### Excerpted passage

Islamic microfinance
At the forefront of Indonesia’s Islamic banking is microfinance, which is helping to bolster rural sector expansion and contributing to the country’s economic growth. Amid the industry’s recent expansion, the government has said efforts will be focused on financing to micro, small, and medium enterprises, or MSMEs, in so-called productive sectors, which include infrastructure and agriculture.

Microfinance includes microcredit as well as other value-added activities such as financial advice, and the provision of savings and insurance services. Microcredit is defined by Bank Indonesia as a loan below Rp.50m ($5,373).

Indonesia has more than 50 million MSMEs, representing some 97% of all enterprises and contributing no less than 30% of GDP growth in 2012. Many of these do not have adequate access to bank financing. About 40% of the population is employed in the agricultural sector, followed by trade with around 23% and industry with 14.5%. According to the 2011 Global Financial Inclusion Index, only 19.6% of Indonesia’s population have formal accounts.

While accounting for a small portion of the banking industry, Indonesia’s microfinance sector is one of the world’s largest. Murabaha contracts dominate the business of Islamic microfinance. Murabaha is a contract of sale between the bank and its client for the sale of goods at a price plus an agreed profit margin for the bank.

“In my country, the loan to deposit ratio is more than 100%, which means that money is transferred directly from depositors to debtors,” says Edy. “It is simple banking and the money market has no role in it because that money is channelled directly to the real sector as a loan or in the form of equity participation.”

The real sector, more often referred to as the real economy, denotes the part of the economy that is concerned with the actual production of goods and services, in contrast with the paper economy, or the financial economy, which is concerned with the buying and selling of financial instruments.

######

* [Written instruction 1] For the passage on Islamic microfinance, mark each statement yes or no, and quote the exact words from the passage that settle it. (a) Bank Indonesia counts a loan below Rp.50m as microcredit. (b) According to the 2011 Global Financial Inclusion Index, most of Indonesia's population has formal accounts. (c) Murabaha contracts make up only a minor part of Islamic microfinance business.
* [Written instruction 2] Write what comes next in the passage on Islamic microfinance, picking up right after its last sentence.

### Recorded data

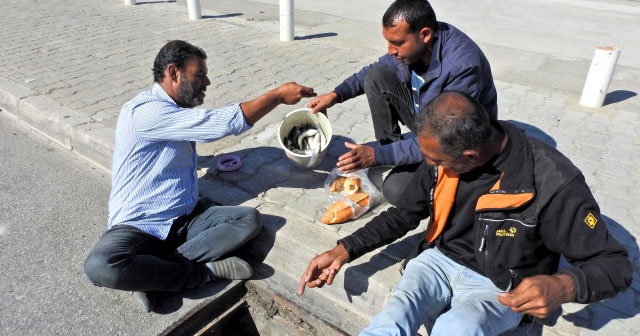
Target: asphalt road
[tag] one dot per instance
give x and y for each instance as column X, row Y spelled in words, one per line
column 53, row 207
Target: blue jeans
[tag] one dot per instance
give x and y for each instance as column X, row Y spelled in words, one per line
column 127, row 258
column 448, row 298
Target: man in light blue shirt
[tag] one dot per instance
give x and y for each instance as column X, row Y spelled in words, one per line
column 160, row 236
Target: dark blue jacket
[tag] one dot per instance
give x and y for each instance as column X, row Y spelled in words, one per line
column 541, row 209
column 457, row 64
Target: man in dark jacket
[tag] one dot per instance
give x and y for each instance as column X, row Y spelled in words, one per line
column 503, row 208
column 425, row 57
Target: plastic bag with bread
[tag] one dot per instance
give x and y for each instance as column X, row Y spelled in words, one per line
column 351, row 195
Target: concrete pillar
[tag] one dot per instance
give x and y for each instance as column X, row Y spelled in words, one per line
column 194, row 9
column 599, row 76
column 286, row 20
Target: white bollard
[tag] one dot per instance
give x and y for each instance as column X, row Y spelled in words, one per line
column 194, row 9
column 286, row 20
column 599, row 76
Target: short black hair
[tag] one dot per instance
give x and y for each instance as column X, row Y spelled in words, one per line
column 417, row 13
column 457, row 120
column 175, row 52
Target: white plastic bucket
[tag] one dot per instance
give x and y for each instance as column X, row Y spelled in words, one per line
column 301, row 117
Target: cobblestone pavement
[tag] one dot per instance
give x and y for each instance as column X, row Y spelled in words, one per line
column 66, row 69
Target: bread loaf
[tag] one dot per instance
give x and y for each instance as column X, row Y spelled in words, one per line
column 341, row 211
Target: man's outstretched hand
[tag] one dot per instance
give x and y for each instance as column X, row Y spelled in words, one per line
column 359, row 157
column 323, row 102
column 323, row 268
column 539, row 295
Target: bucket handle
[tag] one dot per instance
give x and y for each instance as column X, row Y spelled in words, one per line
column 314, row 155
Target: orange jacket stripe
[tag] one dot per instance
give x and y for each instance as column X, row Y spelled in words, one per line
column 444, row 196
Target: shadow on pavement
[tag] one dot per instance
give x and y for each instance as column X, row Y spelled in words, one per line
column 618, row 96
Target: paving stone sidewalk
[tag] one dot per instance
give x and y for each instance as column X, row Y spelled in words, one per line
column 66, row 69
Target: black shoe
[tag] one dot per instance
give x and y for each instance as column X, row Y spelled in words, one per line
column 232, row 268
column 147, row 300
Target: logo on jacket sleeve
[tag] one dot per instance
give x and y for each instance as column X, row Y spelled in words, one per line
column 511, row 232
column 591, row 220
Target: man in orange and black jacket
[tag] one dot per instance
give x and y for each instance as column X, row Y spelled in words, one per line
column 503, row 208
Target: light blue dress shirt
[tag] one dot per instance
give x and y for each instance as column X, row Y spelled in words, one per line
column 154, row 178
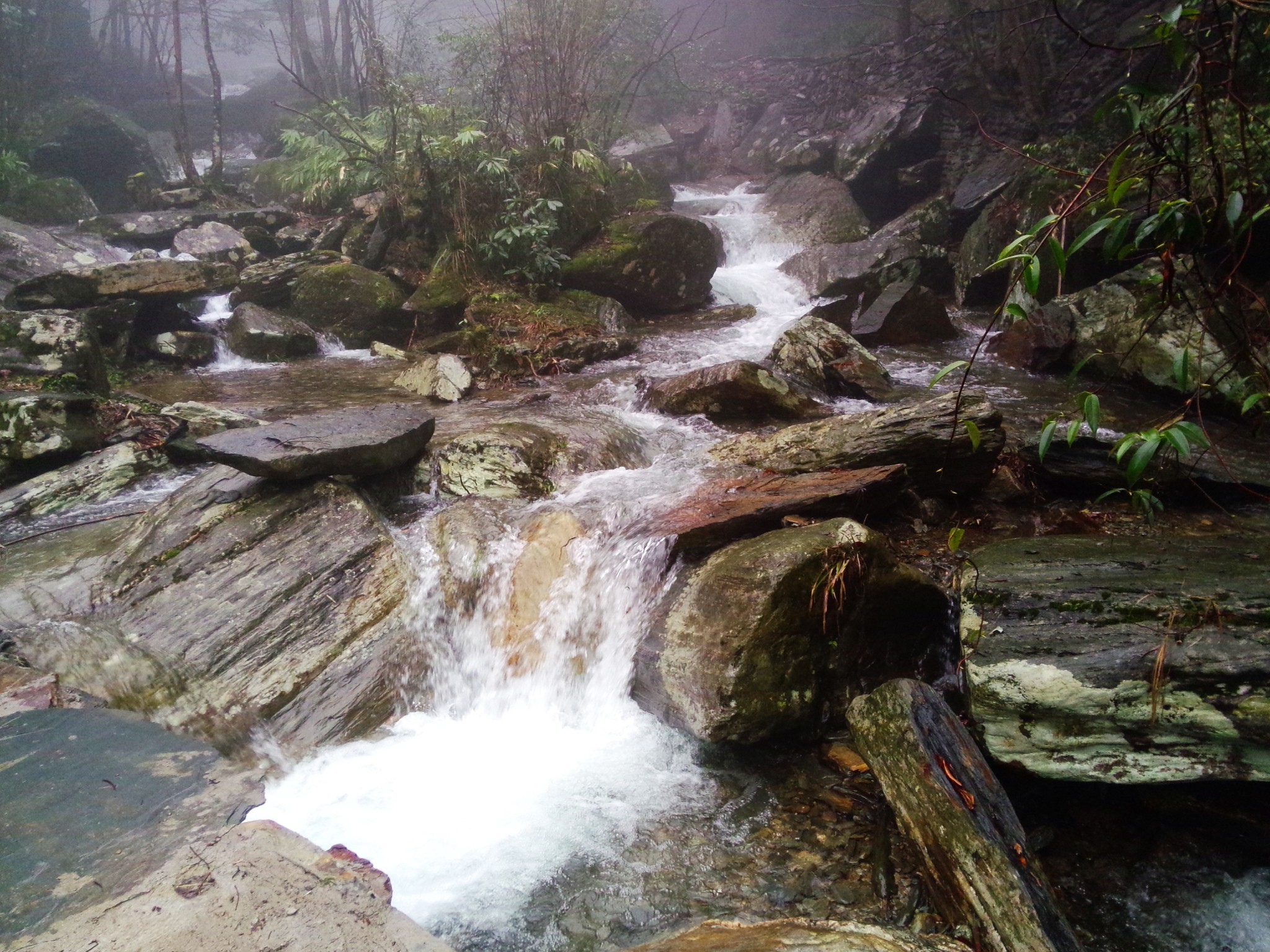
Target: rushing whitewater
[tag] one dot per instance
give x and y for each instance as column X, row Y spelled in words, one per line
column 506, row 774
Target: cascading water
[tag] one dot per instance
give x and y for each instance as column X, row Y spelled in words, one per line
column 525, row 752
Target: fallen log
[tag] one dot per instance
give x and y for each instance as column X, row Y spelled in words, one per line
column 980, row 871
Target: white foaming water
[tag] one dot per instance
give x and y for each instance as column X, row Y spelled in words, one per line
column 523, row 752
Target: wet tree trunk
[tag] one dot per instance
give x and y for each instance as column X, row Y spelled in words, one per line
column 980, row 870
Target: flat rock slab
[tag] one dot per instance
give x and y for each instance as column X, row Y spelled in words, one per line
column 93, row 801
column 1123, row 660
column 350, row 442
column 724, row 511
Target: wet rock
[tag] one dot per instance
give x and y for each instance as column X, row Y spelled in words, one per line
column 438, row 376
column 757, row 643
column 190, row 348
column 814, row 209
column 352, row 302
column 27, row 252
column 352, row 442
column 141, row 795
column 238, row 601
column 272, row 283
column 52, row 343
column 262, row 334
column 38, row 431
column 904, row 314
column 653, row 262
column 257, row 879
column 826, row 358
column 738, row 390
column 723, row 511
column 917, row 436
column 1065, row 633
column 97, row 146
column 88, row 480
column 156, row 280
column 156, row 230
column 982, row 874
column 798, row 936
column 214, row 242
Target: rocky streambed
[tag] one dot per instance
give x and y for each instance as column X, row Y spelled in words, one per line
column 574, row 663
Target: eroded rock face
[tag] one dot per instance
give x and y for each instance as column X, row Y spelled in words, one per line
column 1066, row 632
column 352, row 302
column 738, row 390
column 826, row 358
column 653, row 262
column 215, row 242
column 52, row 343
column 148, row 280
column 438, row 376
column 262, row 334
column 798, row 936
column 349, row 442
column 913, row 434
column 238, row 601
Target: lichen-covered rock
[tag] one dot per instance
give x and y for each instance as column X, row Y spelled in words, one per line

######

* [Reply 1]
(a) Yes: "Microcredit is defined by Bank Indonesia as a loan below Rp.50m ($5,373)."
(b) No: "only 19.6% of Indonesia’s population have formal accounts."
(c) No: "Murabaha contracts dominate the business of Islamic microfinance."

* [Reply 2]
Bank Indonesia has been conducting research on creating a real sector return index in order to provide a cross-sector guidance or a reference rate for product-pricing in Islamic finance, says Edy.

The largest providers of Islamic microfinance in Indonesia are 150 Islamic rural banks (BPRS) and more than 3,000 BMTs (Baitul Maal wat Tamwils), which are a network of Islamic financial cooperatives. Bank Rakyat Indonesia Syariah (BRI Syariah) is an important player. It is a subsidiary of Indonesia’s largest microfinance institution Bank Rakyat Indonesia (BRI).

“We have our own microfinance Islamic model in Indonesia where we channel funds through what we call linkage programmes from the commercial banks to the rural banks and on to individuals,” says Edy. “The purpose of Islamic banking is to serve the public direct through these linkage programmes.” As microfinance grows, poverty is eradicated and Islamic finance flourishes.

“Islamic banking has the potential to help boost economic equality through financial access,” says Edy. “Islamic finance should benefit the underprivileged communities and small-micro economic groups, in line with the nature of Islam.”

With a Capital Adequacy Ratio of about 14.13% and a Return on Assets of 2.14%, Islamic banks and cooperatives are resilient, says Edy. Financing growth is about 40%, compared with conventional banks at between 17% and 18%. Combined, Islamic services and product providers boast assets hovering around $20bn.

The rapid expansion in recent years has also led to the need for increased legislation and reforms. “The government and Bank Indonesia is working with the National Shariah Board and the Indonesian Accountant Association on product innovation to attract customers and to set standards for products, says Edy. “Islamic institutions must be able to offer pure and genuine Islamic products that bring up the uniqueness of Shariah principles.”

In order to improve the effectiveness of cross-sector regulation and supervision, the FSA, set up earlier this year, will regulate all financial institutions starting next year, says Edy. “Bank Indonesia has prepared some steps to ensure that the shift in control to the FSA will run smoothly, especially in terms of the transfer of information, staff and information technology.

“It is expected that under a single supervisory authority, the policy to improve Islamic finance industry will be more comprehensive and beneficial to all sectors.”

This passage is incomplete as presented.